Please find each line in the items below that contains the word "bicycle" and copy those lines.

▶ DATASET RECORDS:
-.-.-

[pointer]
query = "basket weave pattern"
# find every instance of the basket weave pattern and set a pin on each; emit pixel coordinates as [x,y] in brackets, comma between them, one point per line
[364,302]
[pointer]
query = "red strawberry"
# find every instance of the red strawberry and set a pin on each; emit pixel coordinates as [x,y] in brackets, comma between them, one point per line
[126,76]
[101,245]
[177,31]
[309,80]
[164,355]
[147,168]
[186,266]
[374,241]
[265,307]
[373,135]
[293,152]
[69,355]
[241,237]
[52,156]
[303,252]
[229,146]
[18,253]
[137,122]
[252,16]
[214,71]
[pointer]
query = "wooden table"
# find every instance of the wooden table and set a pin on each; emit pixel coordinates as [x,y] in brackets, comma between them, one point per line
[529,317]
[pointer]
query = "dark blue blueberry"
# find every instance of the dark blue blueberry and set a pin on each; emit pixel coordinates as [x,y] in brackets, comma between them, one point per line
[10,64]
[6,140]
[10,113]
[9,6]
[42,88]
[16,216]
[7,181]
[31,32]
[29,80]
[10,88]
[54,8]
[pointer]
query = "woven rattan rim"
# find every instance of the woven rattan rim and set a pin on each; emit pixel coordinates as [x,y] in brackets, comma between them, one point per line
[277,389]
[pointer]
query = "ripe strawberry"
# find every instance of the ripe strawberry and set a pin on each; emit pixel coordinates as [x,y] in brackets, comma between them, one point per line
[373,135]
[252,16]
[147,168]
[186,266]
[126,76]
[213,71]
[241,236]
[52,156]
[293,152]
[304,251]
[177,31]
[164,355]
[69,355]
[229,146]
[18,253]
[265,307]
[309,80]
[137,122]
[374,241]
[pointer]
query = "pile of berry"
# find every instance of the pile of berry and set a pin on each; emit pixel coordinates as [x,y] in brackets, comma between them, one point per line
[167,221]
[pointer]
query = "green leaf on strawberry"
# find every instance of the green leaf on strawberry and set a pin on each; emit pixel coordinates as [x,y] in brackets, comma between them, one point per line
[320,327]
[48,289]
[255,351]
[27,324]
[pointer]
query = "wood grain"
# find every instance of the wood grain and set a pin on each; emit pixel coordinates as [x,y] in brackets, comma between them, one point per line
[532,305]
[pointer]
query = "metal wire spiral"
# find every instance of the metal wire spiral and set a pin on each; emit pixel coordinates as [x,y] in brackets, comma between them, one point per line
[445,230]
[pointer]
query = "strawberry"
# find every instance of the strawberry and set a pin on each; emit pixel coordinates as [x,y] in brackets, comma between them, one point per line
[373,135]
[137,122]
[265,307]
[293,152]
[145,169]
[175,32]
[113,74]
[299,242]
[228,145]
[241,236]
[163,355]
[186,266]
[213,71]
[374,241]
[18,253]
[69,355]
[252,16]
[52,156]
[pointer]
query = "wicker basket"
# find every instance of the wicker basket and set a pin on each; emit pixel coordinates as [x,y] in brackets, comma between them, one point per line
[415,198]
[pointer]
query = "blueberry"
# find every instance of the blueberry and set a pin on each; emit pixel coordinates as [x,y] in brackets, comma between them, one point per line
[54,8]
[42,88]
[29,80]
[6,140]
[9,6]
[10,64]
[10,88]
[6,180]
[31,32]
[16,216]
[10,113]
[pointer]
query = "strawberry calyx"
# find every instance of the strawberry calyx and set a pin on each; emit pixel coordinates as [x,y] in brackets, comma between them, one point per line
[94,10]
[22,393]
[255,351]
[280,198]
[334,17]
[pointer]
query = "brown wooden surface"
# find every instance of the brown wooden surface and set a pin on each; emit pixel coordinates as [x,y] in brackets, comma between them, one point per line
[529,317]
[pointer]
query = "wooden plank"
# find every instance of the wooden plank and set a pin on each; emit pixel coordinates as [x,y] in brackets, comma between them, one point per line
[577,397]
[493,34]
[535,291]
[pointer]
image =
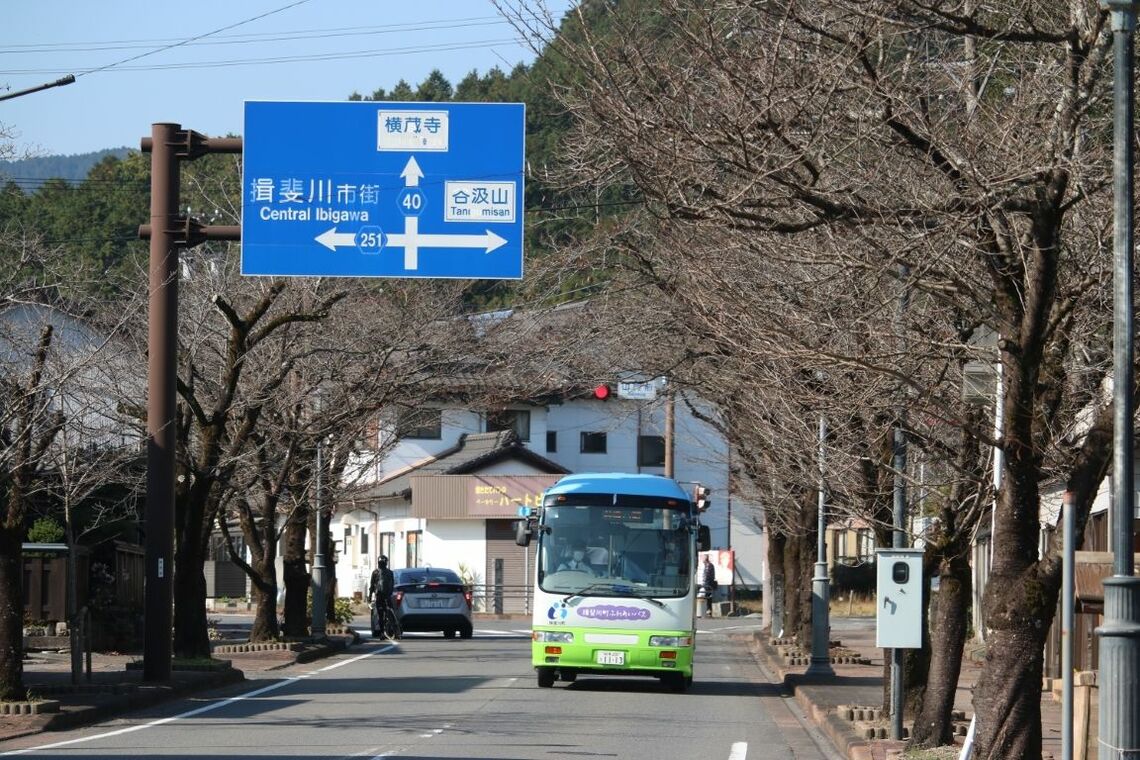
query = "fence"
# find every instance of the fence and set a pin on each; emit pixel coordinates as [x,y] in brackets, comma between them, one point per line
[502,598]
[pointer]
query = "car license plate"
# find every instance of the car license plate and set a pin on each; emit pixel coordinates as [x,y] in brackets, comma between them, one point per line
[604,658]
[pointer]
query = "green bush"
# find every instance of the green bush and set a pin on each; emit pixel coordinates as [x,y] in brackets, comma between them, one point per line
[342,611]
[46,530]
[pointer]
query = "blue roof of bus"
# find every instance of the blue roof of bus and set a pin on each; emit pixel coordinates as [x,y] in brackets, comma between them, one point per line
[625,483]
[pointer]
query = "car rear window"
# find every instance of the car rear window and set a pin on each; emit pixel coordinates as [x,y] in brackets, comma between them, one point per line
[413,578]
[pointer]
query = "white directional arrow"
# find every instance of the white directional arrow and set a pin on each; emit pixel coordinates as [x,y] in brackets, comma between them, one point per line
[412,173]
[488,240]
[412,240]
[332,239]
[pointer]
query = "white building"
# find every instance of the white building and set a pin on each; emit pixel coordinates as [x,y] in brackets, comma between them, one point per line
[447,490]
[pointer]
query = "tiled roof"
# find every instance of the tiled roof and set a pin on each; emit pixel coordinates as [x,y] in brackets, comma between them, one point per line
[472,452]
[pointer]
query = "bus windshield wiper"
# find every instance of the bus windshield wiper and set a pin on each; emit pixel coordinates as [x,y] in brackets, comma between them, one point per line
[620,589]
[589,590]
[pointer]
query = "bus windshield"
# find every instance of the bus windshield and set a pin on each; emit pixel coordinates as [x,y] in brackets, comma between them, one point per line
[615,550]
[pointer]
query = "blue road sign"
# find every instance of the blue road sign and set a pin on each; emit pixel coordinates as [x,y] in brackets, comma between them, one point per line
[383,189]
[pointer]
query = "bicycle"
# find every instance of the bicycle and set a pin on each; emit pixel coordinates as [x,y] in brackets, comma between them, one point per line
[389,628]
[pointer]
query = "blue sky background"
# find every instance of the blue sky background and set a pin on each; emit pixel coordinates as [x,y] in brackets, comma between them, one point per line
[308,50]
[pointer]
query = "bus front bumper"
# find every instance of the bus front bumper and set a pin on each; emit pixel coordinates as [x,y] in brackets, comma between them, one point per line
[616,652]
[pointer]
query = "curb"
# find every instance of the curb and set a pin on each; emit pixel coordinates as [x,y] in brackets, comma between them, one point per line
[114,704]
[841,734]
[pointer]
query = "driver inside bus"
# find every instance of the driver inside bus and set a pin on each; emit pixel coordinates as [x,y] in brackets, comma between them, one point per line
[577,560]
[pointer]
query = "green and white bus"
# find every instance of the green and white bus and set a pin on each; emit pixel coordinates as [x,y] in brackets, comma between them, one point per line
[613,578]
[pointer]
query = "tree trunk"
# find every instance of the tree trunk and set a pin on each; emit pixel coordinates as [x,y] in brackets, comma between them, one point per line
[796,618]
[949,613]
[296,579]
[776,542]
[11,615]
[1008,695]
[192,634]
[265,596]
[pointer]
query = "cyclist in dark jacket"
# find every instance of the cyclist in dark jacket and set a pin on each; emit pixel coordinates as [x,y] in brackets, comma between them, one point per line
[380,590]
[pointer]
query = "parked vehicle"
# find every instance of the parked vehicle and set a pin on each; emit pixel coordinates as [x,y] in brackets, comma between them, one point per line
[432,599]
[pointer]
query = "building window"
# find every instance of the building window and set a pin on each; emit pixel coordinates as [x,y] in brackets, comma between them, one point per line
[421,423]
[651,451]
[413,549]
[369,436]
[593,442]
[513,419]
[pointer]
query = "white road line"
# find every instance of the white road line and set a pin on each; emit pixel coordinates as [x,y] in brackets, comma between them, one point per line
[196,711]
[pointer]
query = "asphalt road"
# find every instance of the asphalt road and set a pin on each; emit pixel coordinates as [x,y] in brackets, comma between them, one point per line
[430,697]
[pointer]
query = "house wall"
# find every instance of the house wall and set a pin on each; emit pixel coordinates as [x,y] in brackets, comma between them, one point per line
[454,542]
[701,455]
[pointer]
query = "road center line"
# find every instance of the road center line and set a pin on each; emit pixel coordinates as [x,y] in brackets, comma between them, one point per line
[197,711]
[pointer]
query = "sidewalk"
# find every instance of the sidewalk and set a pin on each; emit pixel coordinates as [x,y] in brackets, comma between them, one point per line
[847,705]
[116,685]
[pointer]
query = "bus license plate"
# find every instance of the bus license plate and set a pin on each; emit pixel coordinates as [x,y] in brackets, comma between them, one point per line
[611,658]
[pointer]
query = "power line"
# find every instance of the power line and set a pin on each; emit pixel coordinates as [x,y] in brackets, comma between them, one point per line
[254,38]
[188,40]
[288,59]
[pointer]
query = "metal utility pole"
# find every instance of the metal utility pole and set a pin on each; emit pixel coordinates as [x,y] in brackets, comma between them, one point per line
[319,601]
[168,231]
[1120,635]
[898,541]
[821,590]
[898,537]
[1068,526]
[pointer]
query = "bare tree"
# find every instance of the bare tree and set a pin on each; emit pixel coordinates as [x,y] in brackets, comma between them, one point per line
[809,165]
[53,413]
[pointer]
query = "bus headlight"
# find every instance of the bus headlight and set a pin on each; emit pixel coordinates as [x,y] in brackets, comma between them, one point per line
[559,637]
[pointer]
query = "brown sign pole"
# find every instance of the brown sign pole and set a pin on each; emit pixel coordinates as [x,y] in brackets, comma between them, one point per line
[168,231]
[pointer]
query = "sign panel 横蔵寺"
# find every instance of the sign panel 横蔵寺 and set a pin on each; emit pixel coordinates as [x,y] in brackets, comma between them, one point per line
[383,189]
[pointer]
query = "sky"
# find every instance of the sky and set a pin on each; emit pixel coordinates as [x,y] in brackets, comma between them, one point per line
[219,54]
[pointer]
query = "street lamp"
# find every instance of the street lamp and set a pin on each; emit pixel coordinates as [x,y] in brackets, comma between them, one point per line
[1120,635]
[319,601]
[821,589]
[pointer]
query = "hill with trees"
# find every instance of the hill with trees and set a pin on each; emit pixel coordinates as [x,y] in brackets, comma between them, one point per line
[30,173]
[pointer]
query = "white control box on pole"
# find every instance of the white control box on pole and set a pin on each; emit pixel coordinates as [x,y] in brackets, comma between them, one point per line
[898,598]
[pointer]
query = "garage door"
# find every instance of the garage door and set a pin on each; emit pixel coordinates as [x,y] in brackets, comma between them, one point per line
[507,566]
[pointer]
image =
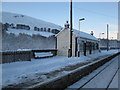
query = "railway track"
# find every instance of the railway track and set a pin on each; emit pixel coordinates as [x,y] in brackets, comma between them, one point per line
[87,83]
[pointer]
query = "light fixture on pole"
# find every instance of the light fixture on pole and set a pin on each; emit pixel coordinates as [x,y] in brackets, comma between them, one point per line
[100,35]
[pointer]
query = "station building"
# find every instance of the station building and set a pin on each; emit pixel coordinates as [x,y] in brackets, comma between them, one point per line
[82,43]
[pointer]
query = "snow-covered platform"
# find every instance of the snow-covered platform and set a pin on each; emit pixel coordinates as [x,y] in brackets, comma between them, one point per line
[104,77]
[22,74]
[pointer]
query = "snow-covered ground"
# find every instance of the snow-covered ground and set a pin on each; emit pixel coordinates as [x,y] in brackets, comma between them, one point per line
[18,72]
[103,79]
[14,18]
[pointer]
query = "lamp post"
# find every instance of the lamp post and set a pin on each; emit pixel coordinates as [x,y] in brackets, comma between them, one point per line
[107,37]
[79,22]
[70,50]
[79,33]
[100,35]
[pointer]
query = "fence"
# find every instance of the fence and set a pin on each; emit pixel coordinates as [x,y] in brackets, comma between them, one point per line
[14,56]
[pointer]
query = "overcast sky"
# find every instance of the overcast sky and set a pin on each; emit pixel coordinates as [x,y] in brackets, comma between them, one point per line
[96,14]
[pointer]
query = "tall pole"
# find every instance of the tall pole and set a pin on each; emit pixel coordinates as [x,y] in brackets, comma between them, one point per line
[70,28]
[107,37]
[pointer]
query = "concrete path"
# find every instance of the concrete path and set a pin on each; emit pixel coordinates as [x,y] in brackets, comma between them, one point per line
[104,77]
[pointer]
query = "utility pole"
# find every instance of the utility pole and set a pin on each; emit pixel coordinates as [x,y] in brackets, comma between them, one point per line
[107,37]
[70,28]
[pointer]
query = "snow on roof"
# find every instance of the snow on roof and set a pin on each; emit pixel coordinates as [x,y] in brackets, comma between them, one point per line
[27,20]
[30,32]
[83,35]
[80,34]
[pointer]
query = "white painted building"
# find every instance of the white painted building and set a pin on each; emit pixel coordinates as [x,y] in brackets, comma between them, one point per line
[82,43]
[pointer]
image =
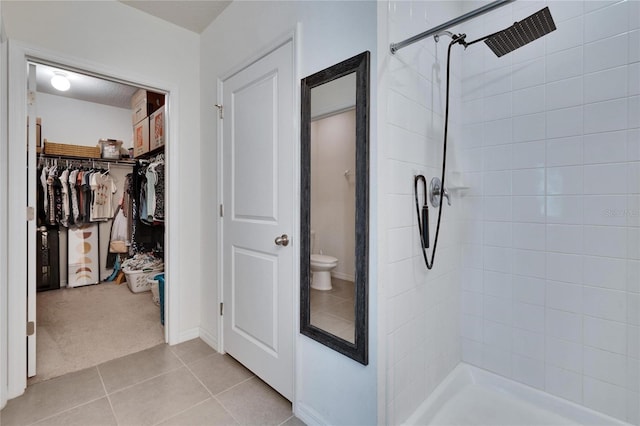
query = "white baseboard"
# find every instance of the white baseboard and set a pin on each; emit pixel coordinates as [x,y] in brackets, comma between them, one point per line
[209,338]
[308,415]
[192,333]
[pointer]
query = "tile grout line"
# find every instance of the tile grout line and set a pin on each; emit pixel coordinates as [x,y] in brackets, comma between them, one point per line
[180,412]
[288,418]
[107,395]
[144,380]
[184,364]
[68,409]
[213,396]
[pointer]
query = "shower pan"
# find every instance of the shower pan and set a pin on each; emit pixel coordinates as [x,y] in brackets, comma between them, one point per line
[501,43]
[533,307]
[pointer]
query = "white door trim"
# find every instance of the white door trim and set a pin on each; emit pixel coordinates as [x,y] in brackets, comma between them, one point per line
[292,36]
[4,165]
[15,350]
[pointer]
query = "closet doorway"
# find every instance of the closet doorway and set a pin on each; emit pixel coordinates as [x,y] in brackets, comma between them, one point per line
[88,290]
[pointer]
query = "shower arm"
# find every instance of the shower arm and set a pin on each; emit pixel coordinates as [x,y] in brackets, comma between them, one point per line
[438,30]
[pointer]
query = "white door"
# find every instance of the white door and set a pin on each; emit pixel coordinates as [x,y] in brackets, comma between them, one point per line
[31,224]
[258,184]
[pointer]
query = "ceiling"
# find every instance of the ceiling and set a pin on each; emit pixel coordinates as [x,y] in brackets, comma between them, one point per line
[85,87]
[193,15]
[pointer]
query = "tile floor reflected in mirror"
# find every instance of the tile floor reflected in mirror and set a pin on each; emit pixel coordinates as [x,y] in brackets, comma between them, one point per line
[334,310]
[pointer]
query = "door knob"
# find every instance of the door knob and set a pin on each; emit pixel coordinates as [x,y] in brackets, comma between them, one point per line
[282,240]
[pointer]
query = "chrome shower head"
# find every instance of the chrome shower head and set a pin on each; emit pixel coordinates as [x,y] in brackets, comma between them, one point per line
[521,33]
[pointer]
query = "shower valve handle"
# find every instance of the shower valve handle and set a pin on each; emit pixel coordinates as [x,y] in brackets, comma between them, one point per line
[437,192]
[445,194]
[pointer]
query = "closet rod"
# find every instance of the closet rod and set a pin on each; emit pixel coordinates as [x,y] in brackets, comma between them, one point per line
[123,162]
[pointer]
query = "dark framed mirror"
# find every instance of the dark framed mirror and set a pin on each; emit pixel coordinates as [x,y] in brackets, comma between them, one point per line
[334,253]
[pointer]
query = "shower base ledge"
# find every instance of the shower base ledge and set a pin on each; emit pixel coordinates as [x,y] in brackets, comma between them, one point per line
[472,396]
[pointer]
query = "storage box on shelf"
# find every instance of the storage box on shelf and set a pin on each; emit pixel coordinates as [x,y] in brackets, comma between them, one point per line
[110,148]
[66,150]
[156,129]
[141,138]
[144,103]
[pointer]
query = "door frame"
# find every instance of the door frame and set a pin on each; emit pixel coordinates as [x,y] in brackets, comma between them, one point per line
[15,351]
[293,36]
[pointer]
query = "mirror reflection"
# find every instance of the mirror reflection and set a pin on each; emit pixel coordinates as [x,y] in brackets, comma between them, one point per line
[334,207]
[332,202]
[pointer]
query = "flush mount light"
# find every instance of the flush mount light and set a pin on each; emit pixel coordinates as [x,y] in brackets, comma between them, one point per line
[60,81]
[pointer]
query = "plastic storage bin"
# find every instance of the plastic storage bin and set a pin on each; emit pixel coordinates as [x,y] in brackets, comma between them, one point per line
[137,280]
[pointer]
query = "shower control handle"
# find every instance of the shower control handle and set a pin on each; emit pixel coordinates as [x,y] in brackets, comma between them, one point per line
[445,194]
[437,192]
[282,240]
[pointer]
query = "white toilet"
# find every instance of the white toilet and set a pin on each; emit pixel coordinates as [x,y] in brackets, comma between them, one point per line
[321,267]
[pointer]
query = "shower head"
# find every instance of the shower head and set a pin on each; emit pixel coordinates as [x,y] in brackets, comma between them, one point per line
[521,33]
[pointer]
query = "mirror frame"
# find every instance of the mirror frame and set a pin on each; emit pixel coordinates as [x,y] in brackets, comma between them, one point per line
[358,350]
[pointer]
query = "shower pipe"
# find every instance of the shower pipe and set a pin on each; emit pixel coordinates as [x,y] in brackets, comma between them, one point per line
[502,42]
[394,47]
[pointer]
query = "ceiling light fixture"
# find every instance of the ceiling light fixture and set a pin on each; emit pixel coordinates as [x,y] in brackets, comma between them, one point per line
[60,81]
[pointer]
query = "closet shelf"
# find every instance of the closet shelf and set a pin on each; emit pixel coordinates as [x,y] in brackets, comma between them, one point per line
[126,161]
[151,153]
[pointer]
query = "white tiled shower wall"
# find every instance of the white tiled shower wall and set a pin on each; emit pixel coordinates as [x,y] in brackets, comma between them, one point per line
[423,320]
[551,150]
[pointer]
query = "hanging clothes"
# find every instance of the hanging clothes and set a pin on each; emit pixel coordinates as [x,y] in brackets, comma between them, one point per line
[147,233]
[72,195]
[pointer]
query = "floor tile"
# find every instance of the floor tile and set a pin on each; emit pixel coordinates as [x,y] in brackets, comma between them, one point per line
[134,368]
[208,413]
[294,421]
[219,372]
[254,403]
[96,413]
[192,350]
[158,399]
[53,396]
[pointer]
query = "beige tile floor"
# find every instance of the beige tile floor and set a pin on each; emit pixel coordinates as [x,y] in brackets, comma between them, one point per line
[184,385]
[334,310]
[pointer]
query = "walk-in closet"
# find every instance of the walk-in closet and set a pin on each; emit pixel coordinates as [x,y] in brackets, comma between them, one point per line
[99,177]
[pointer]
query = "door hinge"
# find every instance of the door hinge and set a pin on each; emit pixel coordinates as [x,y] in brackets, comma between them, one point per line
[220,108]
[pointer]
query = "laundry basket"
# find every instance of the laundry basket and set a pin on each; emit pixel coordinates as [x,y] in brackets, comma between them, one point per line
[137,280]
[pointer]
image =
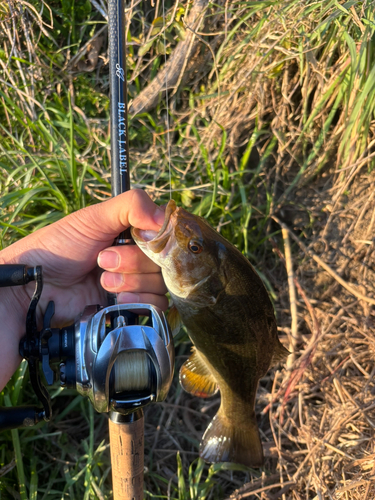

-.-.-

▶ EXERCISE OUTPUT:
query = "bicycle"
# find every instance of the bicycle and set a pin on each; emit pixel coordinates as [x,y] in brackets, comma between them, one point per line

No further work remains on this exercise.